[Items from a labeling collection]
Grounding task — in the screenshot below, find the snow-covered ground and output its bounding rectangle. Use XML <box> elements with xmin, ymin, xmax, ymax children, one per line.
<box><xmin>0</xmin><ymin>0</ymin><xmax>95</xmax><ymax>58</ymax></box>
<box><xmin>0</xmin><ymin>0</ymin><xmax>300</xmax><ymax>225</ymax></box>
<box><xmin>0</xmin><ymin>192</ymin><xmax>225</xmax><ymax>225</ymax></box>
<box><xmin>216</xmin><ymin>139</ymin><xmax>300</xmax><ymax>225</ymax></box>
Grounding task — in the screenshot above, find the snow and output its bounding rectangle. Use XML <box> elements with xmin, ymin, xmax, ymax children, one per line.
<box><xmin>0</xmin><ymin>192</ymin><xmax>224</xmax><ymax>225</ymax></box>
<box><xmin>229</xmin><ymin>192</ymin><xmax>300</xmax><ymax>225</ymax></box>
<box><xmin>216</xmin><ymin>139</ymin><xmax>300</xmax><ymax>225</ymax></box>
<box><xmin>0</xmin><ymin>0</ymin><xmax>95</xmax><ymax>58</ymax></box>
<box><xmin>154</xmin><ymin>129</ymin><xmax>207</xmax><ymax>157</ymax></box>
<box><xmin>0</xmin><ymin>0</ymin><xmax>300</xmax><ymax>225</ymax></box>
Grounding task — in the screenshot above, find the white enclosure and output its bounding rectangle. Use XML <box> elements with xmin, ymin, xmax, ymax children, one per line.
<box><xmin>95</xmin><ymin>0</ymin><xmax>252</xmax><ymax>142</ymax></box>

● **REQUIREMENTS**
Please pull every line out of all the rows above and reproduce each one without any change.

● **EXERCISE RESPONSE**
Grounding task — in the screenshot below, find the snow-covered ground and output its bounding rectangle. Use XML <box> elements with xmin, ymin, xmax, ymax children, one per line.
<box><xmin>0</xmin><ymin>0</ymin><xmax>95</xmax><ymax>58</ymax></box>
<box><xmin>0</xmin><ymin>0</ymin><xmax>300</xmax><ymax>225</ymax></box>
<box><xmin>0</xmin><ymin>192</ymin><xmax>225</xmax><ymax>225</ymax></box>
<box><xmin>216</xmin><ymin>139</ymin><xmax>300</xmax><ymax>225</ymax></box>
Grounding task — in the screenshot above, find the snow and output its bounding rectangle. Use XML <box> elements with xmin, ymin, xmax, ymax children, one per line.
<box><xmin>0</xmin><ymin>192</ymin><xmax>224</xmax><ymax>225</ymax></box>
<box><xmin>229</xmin><ymin>192</ymin><xmax>300</xmax><ymax>225</ymax></box>
<box><xmin>216</xmin><ymin>139</ymin><xmax>300</xmax><ymax>225</ymax></box>
<box><xmin>0</xmin><ymin>0</ymin><xmax>95</xmax><ymax>58</ymax></box>
<box><xmin>154</xmin><ymin>129</ymin><xmax>207</xmax><ymax>157</ymax></box>
<box><xmin>0</xmin><ymin>0</ymin><xmax>300</xmax><ymax>225</ymax></box>
Grounding task — in the screenshot above, find the white enclosure and output its bounding rectangle. Use XML <box> elements with xmin, ymin, xmax, ymax children, one per line.
<box><xmin>95</xmin><ymin>0</ymin><xmax>252</xmax><ymax>142</ymax></box>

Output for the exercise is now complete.